*To do*:
Copy out the lines of the listing below, unchanged, beginning with the line that contains "on the mountain" and continuing through the last line of the listing.

*Records to use*:
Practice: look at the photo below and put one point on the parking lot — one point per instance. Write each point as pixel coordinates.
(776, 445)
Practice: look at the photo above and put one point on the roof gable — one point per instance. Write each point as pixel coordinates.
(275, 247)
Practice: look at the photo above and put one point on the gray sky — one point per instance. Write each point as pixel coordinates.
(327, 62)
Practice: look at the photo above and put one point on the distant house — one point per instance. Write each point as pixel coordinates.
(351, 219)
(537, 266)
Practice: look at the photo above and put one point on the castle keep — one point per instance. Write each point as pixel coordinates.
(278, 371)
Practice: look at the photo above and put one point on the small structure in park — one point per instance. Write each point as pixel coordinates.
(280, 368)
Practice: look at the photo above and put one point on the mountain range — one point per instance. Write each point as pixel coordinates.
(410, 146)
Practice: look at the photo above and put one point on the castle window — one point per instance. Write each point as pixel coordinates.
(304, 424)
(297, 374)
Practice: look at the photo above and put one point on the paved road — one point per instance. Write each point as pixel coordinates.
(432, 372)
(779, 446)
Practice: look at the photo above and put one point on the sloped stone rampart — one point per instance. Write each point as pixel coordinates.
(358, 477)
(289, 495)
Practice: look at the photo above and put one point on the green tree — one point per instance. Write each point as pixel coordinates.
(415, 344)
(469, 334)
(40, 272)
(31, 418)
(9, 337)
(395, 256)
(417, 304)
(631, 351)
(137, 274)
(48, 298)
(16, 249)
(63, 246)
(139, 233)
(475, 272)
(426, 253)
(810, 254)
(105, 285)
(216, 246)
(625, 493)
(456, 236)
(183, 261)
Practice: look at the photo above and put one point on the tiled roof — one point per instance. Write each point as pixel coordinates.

*Completed exercise*:
Practice: look at the photo above and put one point on the mountain range — one point per instance. Write each point as pixel coordinates.
(410, 146)
Practice: look at the photo above and put one point on the castle window — one point per instance. Write each point as pixel coordinates.
(304, 424)
(297, 374)
Practice: look at the photo above and put one point on the paved road — one point per instance. Write each point as pixel coordinates.
(432, 372)
(779, 446)
Practice: look at the photo above and put one point on the sloped stone rampart — one point per instance. Write each point as pixel coordinates.
(358, 477)
(289, 495)
Practice: look at the photo above and put one point on the green tree — one point per instance. Write each point as pixel coordinates.
(415, 344)
(469, 334)
(40, 272)
(31, 418)
(9, 337)
(395, 256)
(417, 304)
(631, 351)
(137, 274)
(48, 298)
(16, 249)
(63, 246)
(139, 233)
(475, 272)
(426, 253)
(810, 254)
(105, 285)
(216, 246)
(625, 493)
(456, 236)
(183, 261)
Practice: look at the photo above and put one point on the tiled roof — one point per instance. Write each point as pixel coordinates.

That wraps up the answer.